> **Your task**
Please render the material below as a Markdown table with the columns "Number" and "Line", one numbered row per line, with blank lines and the pictures left out.

BEGIN Supplied material

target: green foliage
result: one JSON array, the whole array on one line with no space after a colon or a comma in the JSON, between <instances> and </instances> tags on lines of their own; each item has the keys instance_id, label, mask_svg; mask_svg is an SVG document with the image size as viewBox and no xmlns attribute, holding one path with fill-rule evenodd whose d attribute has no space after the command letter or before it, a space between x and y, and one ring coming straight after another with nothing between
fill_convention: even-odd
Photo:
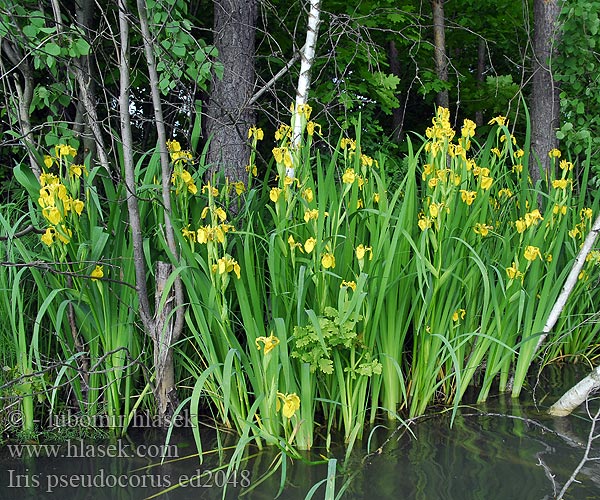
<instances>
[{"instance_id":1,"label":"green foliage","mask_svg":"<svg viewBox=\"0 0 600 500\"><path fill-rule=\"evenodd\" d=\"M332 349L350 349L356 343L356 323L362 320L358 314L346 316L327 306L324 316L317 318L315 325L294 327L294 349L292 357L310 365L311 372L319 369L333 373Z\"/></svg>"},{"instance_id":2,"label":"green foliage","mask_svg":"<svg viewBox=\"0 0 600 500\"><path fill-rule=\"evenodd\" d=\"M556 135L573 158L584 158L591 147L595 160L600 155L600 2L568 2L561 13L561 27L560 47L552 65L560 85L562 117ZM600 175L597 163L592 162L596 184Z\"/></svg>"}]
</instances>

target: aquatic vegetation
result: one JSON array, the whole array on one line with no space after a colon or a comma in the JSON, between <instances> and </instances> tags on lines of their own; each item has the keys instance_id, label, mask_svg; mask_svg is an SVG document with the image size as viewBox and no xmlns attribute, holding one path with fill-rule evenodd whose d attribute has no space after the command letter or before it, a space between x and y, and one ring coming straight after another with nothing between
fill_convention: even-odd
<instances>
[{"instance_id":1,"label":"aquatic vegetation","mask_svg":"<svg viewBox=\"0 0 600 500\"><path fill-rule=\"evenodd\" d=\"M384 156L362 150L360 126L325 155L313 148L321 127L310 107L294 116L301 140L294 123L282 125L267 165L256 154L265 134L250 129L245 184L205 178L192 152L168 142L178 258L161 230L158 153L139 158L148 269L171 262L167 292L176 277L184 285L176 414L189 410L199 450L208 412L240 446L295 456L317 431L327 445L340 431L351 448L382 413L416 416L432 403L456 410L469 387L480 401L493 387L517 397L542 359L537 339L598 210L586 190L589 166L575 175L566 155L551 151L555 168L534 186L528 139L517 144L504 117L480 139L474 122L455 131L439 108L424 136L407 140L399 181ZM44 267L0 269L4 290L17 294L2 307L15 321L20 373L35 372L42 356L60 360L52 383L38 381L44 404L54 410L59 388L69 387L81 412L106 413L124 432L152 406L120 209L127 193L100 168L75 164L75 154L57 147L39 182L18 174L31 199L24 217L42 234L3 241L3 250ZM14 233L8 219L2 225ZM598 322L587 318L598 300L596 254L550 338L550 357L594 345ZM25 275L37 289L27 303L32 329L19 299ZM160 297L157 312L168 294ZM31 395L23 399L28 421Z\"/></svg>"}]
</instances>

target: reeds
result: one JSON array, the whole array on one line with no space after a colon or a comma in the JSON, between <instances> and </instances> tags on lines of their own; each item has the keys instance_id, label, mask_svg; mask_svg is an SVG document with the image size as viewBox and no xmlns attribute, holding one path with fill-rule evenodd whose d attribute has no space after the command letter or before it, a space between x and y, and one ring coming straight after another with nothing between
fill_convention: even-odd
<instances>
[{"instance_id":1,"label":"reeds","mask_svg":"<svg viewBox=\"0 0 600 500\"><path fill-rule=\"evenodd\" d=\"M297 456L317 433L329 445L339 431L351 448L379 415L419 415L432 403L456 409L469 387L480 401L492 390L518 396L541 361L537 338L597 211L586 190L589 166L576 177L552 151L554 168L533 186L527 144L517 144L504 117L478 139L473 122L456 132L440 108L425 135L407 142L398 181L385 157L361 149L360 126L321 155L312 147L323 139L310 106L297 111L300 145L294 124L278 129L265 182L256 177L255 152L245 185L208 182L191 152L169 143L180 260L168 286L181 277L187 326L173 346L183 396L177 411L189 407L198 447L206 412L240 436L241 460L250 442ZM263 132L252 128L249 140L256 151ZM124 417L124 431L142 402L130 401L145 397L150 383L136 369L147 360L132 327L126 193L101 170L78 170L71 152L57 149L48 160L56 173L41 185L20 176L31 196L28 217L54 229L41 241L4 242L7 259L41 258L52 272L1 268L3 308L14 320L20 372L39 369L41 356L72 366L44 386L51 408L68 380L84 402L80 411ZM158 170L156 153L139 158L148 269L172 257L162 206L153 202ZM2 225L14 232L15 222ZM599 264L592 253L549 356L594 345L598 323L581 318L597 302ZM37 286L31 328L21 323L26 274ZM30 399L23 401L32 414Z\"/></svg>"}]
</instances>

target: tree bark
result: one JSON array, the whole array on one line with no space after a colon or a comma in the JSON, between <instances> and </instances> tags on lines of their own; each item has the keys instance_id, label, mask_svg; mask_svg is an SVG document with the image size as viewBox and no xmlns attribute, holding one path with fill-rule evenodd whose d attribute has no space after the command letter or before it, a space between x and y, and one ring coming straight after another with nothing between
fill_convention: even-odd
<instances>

END Supplied material

> **Task answer**
| Number | Line |
|---|---|
| 1 | target: green foliage |
| 2 | result: one JSON array, the whole array on one line with no space after a colon or a comma in the JSON, between <instances> and </instances> tags on lines of their own; each item has the keys instance_id, label, mask_svg; mask_svg is an SVG document with the image size as viewBox and no xmlns attribute, holding one path with fill-rule evenodd whose d attribute has no space after the command letter or before it, a space between x and y, and one ring coming straight after another with nothing between |
| 3 | fill_convention: even-odd |
| 4 | Photo: |
| 5 | <instances> |
| 6 | [{"instance_id":1,"label":"green foliage","mask_svg":"<svg viewBox=\"0 0 600 500\"><path fill-rule=\"evenodd\" d=\"M332 349L350 349L356 343L356 323L362 320L358 314L346 316L327 306L324 316L317 318L315 325L294 327L294 349L292 357L310 365L311 372L319 369L333 373Z\"/></svg>"},{"instance_id":2,"label":"green foliage","mask_svg":"<svg viewBox=\"0 0 600 500\"><path fill-rule=\"evenodd\" d=\"M556 135L573 158L584 158L591 147L595 160L600 155L600 2L568 2L561 13L561 27L560 47L552 65L560 85L562 117ZM600 175L597 163L592 162L596 184Z\"/></svg>"}] |
| 7 | </instances> |
| 8 | target: aquatic vegetation |
| 9 | result: one JSON array, the whole array on one line with no space after a colon or a comma in the JSON, between <instances> and </instances> tags on lines of their own; each item has the keys instance_id, label, mask_svg; mask_svg is an SVG document with the image size as viewBox and no xmlns attribute, holding one path with fill-rule evenodd whose d attribute has no space after the command letter or before it, a space between x and y, and one ring coming straight after another with nothing between |
| 10 | fill_convention: even-odd |
| 11 | <instances> |
| 12 | [{"instance_id":1,"label":"aquatic vegetation","mask_svg":"<svg viewBox=\"0 0 600 500\"><path fill-rule=\"evenodd\" d=\"M384 156L362 150L360 126L325 155L313 148L321 127L310 107L294 116L301 140L294 123L282 125L267 165L256 154L265 134L250 129L245 184L205 178L192 152L168 142L178 258L161 230L158 153L139 158L148 269L171 262L167 292L176 277L184 285L176 414L189 410L199 450L208 412L240 446L295 456L317 431L327 445L340 431L351 448L382 413L416 416L432 403L456 410L469 387L480 401L493 387L517 397L542 359L537 339L598 210L586 190L589 166L575 175L566 155L551 151L555 168L534 186L528 139L517 144L504 117L480 139L474 122L455 131L439 108L424 136L407 140L399 181ZM44 267L0 269L4 290L17 294L2 307L15 321L20 373L35 372L42 356L60 360L52 383L38 381L44 404L54 410L59 388L69 387L81 412L106 413L124 432L152 406L120 209L127 193L100 168L75 164L75 154L57 147L39 182L18 174L31 199L24 217L42 234L3 241L3 250ZM14 233L8 219L2 225ZM598 322L587 318L598 300L596 254L550 338L550 357L594 345ZM25 275L37 289L27 303L32 329L19 299ZM160 297L157 312L168 294ZM31 395L23 399L28 421Z\"/></svg>"}] |
| 13 | </instances> |
| 14 | target: reeds |
| 15 | result: one JSON array, the whole array on one line with no space after a colon or a comma in the JSON, between <instances> and </instances> tags on lines of their own; each item has the keys instance_id, label, mask_svg; mask_svg is an SVG document with the image size as viewBox and no xmlns attribute, holding one path with fill-rule evenodd whose d attribute has no space after the command letter or before it, a space between x and y, and one ring coming straight after another with nothing between |
| 16 | fill_convention: even-odd |
| 17 | <instances> |
| 18 | [{"instance_id":1,"label":"reeds","mask_svg":"<svg viewBox=\"0 0 600 500\"><path fill-rule=\"evenodd\" d=\"M297 456L317 433L329 445L339 431L351 448L379 415L419 415L432 403L456 409L469 387L480 401L492 390L518 396L541 361L537 338L597 211L586 190L589 166L576 177L552 151L554 168L533 186L527 144L517 144L504 117L478 139L473 122L456 132L440 108L425 135L407 142L398 181L385 157L361 149L360 126L321 155L312 147L323 139L310 106L297 111L300 145L294 124L278 129L265 182L256 177L255 152L245 185L208 182L191 152L169 143L180 260L168 286L181 277L187 326L173 346L183 396L177 411L189 407L198 447L206 412L240 436L241 460L250 442ZM263 132L252 128L249 140L256 151ZM124 417L124 431L142 402L130 401L145 397L150 383L136 369L147 360L132 327L126 193L101 170L78 170L71 152L57 149L48 160L56 173L41 185L20 176L31 196L28 217L54 229L41 241L4 242L7 259L41 258L52 272L1 268L3 308L14 320L20 372L39 369L41 356L72 366L44 386L51 408L68 380L84 402L80 411ZM158 170L156 153L139 158L148 269L172 257L162 206L153 202ZM2 225L14 232L15 222ZM599 264L592 253L549 356L594 345L598 323L581 318L597 302ZM37 286L31 328L21 323L26 274ZM30 399L23 401L32 414Z\"/></svg>"}] |
| 19 | </instances> |
| 20 | target: tree bark |
| 21 | result: one JSON array, the whole array on one line with no space after a colon or a comma in the JSON, between <instances> and </instances> tags on lines of their own; each item has the keys instance_id, label, mask_svg; mask_svg is an SVG document with the image size as viewBox and no xmlns attribute, holding one path with fill-rule evenodd whose d attribute has no space after the command letter or before it, a space between x and y, and one ring coming straight after another with nothing between |
| 22 | fill_convention: even-odd |
| 23 | <instances> |